-------- EXERCISE TEXT

Taina Bofferding (born 22 November 1982) is a Luxembourgish politician who served as the Minister of the Interior and of Equality between Men and Women under the Government of Xavier Bettel from 2018 to 2023. She was replaced by Léon Gloden as the new Minister of Internal Affairs in 2023.

== Early life ==
After high school at Hubert-Clément High School in Esch-sur-Alzette, her hometown, she first studied as an educator at the Luxembourg Institute of Educational and Social Studies (IEES), from which she graduated in 2005, then studied in social sciences at the University of Trier which gives her the title of Master in Social Sciences in 2011.

== Political career ==
A member of the Luxembourg Socialist Workers Party (LSAP) since 2004, she was vice-president of the Alliance of Humanists and Atheists (AHA) from 2010 to 2018, which seeks to separate the socio-political and religious domains more radically. Until 207, she was also trade union secretary for the Independent Luxembourg Trade Union Confederation (OGB-L).

Since 5 December 2013 until 30 October 2018 she was member of the Chamber of Deputies. She stood for the reelection in the 2018 Luxembourg general election but just missed getting a direct mandate. She was also member of the city council of Esch-sur-Alzette between 2013 and 2018.

From 2018 to 2023 she was Minister of the Interior and of Equality between Men and Women. In 2018, she helped reform emergency services with the creation of the Grand Ducal Fire and Rescue Corps (CGDIS), and stated that her main goals for 2019 were to reinstall a committee for the reform of property tax and reform municipal law. As Minister of Equality, she was particularly vocal in supporting companies that strengthened the approach to equality and promoted women's career advancements.

----------------
-------- INFORMATION GIVEN

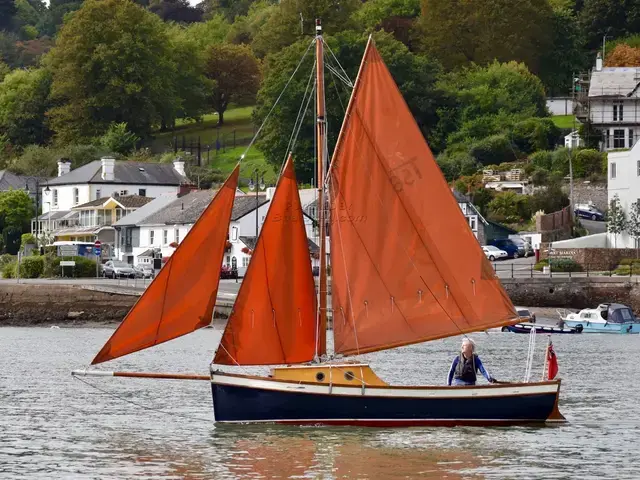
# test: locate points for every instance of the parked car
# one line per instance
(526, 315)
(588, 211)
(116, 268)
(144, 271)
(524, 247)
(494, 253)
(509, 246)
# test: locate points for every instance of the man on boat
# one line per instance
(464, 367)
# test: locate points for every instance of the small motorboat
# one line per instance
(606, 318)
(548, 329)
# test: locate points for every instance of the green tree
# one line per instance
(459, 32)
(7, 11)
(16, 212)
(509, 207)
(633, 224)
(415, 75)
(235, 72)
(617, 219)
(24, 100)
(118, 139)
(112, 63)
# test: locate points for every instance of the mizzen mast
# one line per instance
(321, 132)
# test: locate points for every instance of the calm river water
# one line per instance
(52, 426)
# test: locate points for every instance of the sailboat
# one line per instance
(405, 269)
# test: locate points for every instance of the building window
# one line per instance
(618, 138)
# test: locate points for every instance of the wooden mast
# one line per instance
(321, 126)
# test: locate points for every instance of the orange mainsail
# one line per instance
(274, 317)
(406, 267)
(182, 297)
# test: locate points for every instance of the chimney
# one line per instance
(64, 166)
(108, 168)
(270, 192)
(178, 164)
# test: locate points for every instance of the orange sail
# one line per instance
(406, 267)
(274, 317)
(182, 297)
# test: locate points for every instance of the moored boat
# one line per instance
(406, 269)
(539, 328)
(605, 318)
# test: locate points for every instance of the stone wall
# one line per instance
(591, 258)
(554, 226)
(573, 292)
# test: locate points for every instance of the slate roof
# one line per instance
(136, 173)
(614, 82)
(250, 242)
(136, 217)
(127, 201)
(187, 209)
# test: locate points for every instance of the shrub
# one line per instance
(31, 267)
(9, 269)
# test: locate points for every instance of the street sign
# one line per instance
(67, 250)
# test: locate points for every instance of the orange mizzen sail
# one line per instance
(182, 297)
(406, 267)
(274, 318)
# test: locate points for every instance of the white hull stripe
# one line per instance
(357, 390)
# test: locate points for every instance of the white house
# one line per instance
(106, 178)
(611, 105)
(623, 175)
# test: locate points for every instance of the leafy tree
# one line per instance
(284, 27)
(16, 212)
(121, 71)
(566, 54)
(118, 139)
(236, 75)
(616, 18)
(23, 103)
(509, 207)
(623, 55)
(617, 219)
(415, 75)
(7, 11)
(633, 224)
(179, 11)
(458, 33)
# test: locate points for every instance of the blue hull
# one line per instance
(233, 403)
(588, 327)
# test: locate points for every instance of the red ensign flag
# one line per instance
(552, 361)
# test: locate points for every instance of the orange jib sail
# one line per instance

----------------
-------- INFORMATION GIVEN

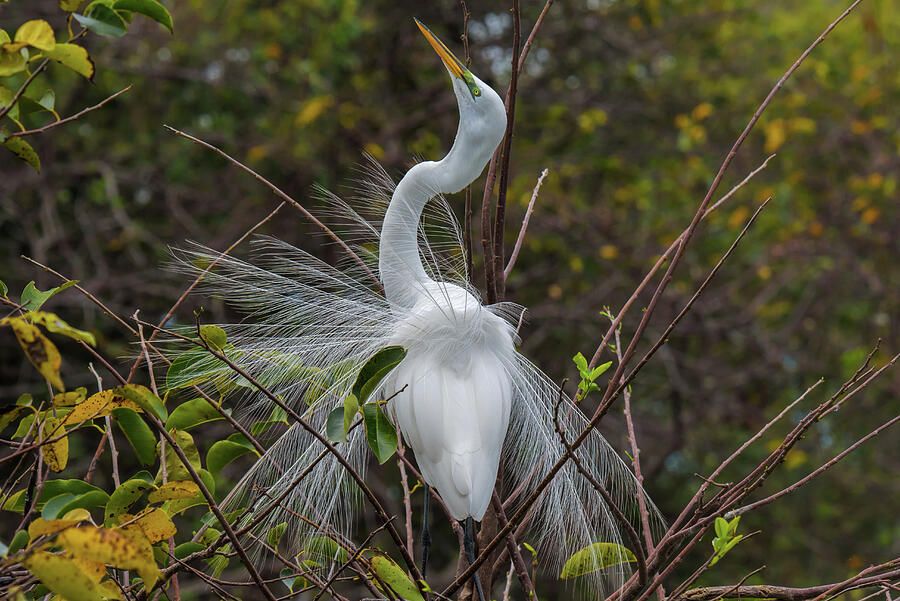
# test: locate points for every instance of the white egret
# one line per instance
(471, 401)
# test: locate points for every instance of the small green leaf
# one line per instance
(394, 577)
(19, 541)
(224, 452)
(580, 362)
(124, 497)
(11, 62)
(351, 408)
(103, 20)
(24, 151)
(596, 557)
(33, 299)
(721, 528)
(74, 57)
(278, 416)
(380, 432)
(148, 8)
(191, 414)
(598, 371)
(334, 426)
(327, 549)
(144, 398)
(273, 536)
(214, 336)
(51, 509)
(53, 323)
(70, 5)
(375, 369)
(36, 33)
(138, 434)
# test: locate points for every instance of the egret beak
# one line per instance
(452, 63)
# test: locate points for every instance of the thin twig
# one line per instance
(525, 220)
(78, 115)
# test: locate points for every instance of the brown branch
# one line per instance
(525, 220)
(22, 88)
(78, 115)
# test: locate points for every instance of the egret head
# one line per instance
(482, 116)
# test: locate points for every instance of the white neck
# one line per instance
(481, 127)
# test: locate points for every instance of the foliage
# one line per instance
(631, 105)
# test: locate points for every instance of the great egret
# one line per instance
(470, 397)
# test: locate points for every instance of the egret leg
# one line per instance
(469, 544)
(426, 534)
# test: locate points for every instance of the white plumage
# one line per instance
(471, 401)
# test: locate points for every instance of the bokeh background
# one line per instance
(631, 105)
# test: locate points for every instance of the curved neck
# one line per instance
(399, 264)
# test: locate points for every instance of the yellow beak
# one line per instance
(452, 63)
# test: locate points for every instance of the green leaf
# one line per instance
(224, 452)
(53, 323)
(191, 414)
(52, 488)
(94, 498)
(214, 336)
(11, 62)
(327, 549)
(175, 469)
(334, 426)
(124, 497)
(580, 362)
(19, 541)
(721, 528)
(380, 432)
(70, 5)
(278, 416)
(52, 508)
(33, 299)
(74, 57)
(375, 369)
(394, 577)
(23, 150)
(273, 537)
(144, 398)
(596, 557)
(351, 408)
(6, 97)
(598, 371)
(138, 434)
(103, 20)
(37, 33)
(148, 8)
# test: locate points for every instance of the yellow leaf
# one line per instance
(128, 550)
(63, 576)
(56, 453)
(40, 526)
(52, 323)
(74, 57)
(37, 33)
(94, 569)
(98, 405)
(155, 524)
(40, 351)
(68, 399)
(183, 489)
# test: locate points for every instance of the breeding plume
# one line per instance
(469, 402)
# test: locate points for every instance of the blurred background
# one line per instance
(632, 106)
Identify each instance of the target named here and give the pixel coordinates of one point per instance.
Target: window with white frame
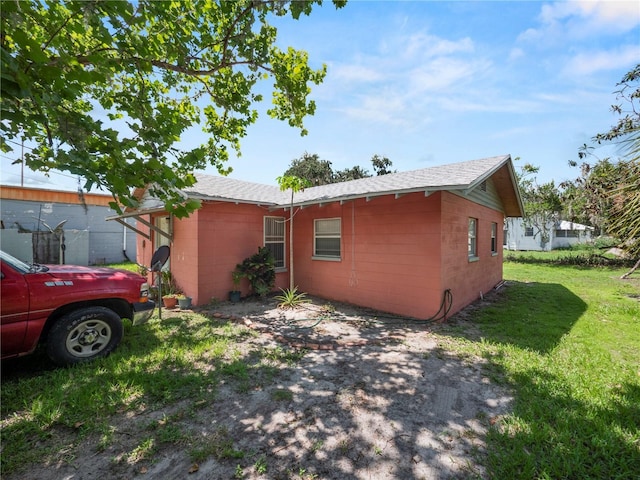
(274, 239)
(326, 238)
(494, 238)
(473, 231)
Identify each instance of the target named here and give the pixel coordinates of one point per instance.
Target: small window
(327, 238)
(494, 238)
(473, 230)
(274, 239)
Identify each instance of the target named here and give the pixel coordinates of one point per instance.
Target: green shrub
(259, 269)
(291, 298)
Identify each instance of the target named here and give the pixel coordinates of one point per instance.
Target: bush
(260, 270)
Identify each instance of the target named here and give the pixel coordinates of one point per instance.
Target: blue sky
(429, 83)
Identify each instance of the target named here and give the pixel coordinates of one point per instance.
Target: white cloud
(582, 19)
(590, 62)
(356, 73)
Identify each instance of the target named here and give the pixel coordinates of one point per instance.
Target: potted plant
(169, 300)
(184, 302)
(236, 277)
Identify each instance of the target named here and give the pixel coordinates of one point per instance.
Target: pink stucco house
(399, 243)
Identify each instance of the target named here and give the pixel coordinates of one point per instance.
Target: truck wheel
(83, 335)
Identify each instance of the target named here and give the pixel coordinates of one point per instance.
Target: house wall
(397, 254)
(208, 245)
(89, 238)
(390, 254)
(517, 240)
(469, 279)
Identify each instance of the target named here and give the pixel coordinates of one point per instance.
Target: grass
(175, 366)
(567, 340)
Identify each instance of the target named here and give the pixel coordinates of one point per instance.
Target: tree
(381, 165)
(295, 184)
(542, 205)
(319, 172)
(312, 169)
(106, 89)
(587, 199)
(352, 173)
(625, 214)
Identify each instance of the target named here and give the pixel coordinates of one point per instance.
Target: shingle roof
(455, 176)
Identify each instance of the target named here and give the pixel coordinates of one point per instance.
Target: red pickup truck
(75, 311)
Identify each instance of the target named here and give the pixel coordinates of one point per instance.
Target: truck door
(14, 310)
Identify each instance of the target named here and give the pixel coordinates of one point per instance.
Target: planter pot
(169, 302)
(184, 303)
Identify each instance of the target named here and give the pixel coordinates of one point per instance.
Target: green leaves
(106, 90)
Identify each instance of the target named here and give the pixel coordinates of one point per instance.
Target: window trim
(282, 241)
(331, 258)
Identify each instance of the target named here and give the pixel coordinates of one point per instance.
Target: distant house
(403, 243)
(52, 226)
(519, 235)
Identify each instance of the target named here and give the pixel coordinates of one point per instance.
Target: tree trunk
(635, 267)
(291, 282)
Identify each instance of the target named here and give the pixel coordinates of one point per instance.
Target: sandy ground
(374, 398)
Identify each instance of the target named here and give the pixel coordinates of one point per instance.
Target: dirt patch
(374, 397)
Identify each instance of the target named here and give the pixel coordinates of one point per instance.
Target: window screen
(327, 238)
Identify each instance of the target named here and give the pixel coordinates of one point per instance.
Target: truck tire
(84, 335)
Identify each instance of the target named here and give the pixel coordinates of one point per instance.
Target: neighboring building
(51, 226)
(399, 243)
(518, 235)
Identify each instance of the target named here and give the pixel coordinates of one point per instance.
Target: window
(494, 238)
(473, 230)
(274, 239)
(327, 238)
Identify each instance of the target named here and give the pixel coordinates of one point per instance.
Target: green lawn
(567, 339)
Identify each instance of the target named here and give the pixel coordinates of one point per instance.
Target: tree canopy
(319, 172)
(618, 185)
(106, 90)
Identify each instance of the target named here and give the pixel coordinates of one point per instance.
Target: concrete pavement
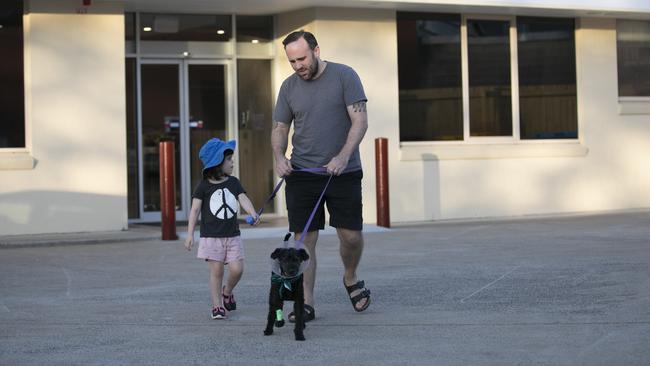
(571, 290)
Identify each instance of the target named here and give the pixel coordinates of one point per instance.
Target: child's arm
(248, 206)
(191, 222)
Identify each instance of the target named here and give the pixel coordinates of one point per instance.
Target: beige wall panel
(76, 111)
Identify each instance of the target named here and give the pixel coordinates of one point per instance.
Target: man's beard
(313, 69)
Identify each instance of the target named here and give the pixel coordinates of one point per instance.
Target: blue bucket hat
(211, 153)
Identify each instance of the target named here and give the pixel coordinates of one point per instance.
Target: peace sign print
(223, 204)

----------------

ASSIGNMENT 1 ▸ List every school or institution of higher education where Taina Bofferding studied, according to the text about her.
ASSIGNMENT 2 ▸ According to the text about Taina Bofferding, in what year did she graduate from the Luxembourg Institute of Educational and Social Studies?
ASSIGNMENT 3 ▸ Copy the passage of the text about Taina Bofferding that opens with the words containing "From 2018 to 2023 she" and closes with "women's career advancements.", renaming "property tax" as "income tax".

EXERCISE OUTPUT 1 ▸ Hubert-Clément High School, the Luxembourg Institute of Educational and Social Studies (IEES), and the University of Trier

EXERCISE OUTPUT 2 ▸ 2005

EXERCISE OUTPUT 3 ▸
From 2018 to 2023 she was Minister of the Interior and of Equality between Men and Women. In 2018, she helped reform emergency services with the creation of the Grand Ducal Fire and Rescue Corps (CGDIS), and stated that her main goals for 2019 were to reinstall a committee for the reform of income tax and reform municipal law. As Minister of Equality, she was particularly vocal in supporting companies that strengthened the approach to equality and promoted women's career advancements.